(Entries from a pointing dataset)
****************
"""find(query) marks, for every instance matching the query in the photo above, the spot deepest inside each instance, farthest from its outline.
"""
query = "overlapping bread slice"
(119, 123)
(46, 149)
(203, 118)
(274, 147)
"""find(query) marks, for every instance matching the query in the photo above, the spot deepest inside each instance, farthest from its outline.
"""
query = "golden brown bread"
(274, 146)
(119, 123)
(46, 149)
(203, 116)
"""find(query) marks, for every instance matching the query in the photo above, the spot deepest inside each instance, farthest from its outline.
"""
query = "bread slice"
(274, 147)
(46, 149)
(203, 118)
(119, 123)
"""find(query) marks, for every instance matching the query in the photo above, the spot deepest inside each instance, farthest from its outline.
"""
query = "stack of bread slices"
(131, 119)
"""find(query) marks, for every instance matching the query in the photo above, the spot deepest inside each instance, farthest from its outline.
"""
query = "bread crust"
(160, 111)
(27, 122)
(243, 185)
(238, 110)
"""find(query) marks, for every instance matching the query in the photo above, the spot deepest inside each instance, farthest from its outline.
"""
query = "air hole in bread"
****************
▸ **What you need to do**
Reproduce the listing above verbatim, from its first line through its last.

▸ **In response**
"""find(query) marks, for every instance matching the query in the photo above, the spot deepest inside each instance, farthest from its outline.
"""
query = "overlapping bread slice"
(119, 123)
(46, 149)
(203, 118)
(274, 147)
"""find(query) marks, for every instance matching the query in the photo above, the spot deepest inside each instance, farthest from its outline.
"""
query = "golden brown bread"
(274, 146)
(119, 123)
(46, 149)
(203, 116)
"""find(query) marks, for every instance matching the query in the photo above, the spot deepest inside each instance, farthest from its outline.
"""
query = "bread slice"
(274, 147)
(46, 149)
(203, 118)
(119, 123)
"""find(query) marks, for every instance matching the query in the photo above, the spot deepest inside each instance, farthest from its outline.
"""
query = "stack of bread slices"
(131, 119)
"""find(query) marks, for every instance matching the query in the photo above, the spot deepest inside each instance, farthest from its outline.
"""
query = "bread crust"
(160, 111)
(27, 122)
(243, 185)
(238, 110)
"""find(query) marks, for every instance matching the query in the photo above, the spot deepest inside each instance, farthest from its outline.
"""
query = "air hole in bread"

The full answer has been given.